INSTRUCTIONS TO FOLLOW
Turn all of the records below into a Markdown table with the columns n and Line. Give each line its own numbered row, skip blank lines, and leave the pictures out.

Image region labeling entries
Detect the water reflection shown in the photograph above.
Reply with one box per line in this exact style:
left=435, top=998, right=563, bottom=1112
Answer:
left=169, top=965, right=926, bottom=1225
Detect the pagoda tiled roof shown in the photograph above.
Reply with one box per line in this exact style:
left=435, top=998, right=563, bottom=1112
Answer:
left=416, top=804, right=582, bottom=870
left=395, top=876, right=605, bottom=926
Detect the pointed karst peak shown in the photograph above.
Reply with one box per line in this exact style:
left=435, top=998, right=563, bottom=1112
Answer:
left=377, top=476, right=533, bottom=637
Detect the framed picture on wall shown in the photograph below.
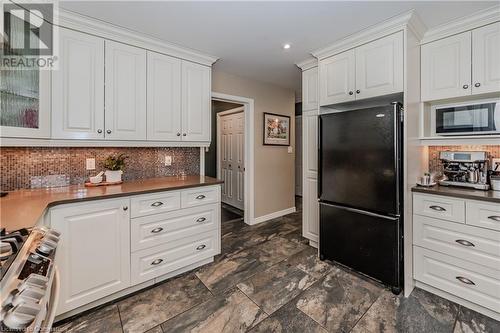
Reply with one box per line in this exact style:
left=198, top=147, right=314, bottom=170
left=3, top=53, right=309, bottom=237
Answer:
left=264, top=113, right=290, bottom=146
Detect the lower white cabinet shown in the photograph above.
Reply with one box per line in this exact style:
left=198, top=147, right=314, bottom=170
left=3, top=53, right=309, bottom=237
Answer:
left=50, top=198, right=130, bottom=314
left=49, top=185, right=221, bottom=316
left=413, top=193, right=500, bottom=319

RESULT FOR THIS EXERCISE
| n | Line |
|---|---|
| 1 | Detect the water reflection shown in the photograph above. |
| 2 | Reply with one box per line in this exact style: |
| 3 | left=435, top=998, right=563, bottom=1112 |
| 4 | Answer: |
| 5 | left=169, top=965, right=926, bottom=1225 |
| 6 | Detect the pagoda tiled roof shown in the photograph above. |
| 7 | Reply with one box per line in this exact style: |
| 8 | left=435, top=998, right=563, bottom=1112 |
| 9 | Answer: |
| 10 | left=416, top=804, right=582, bottom=870 |
| 11 | left=395, top=876, right=605, bottom=926 |
| 12 | Detect the pointed karst peak shown in the photograph above. |
| 13 | Reply with one box per line in this exact style: |
| 14 | left=435, top=998, right=563, bottom=1112 |
| 15 | Answer: |
| 16 | left=377, top=476, right=533, bottom=637 |
| 17 | Detect the framed picture on wall shown in the photograph below. |
| 18 | Reply with one box per line in this exact style: |
| 19 | left=198, top=147, right=314, bottom=170 |
| 20 | left=3, top=53, right=309, bottom=237 |
| 21 | Answer: |
| 22 | left=264, top=113, right=290, bottom=146 |
| 23 | Detect the lower white cabinet shown in the photograph above. |
| 24 | Reply with one box per line in this exact style: |
| 25 | left=198, top=147, right=314, bottom=170 |
| 26 | left=3, top=53, right=309, bottom=237 |
| 27 | Answer: |
| 28 | left=50, top=198, right=130, bottom=314 |
| 29 | left=49, top=185, right=221, bottom=316 |
| 30 | left=413, top=193, right=500, bottom=319 |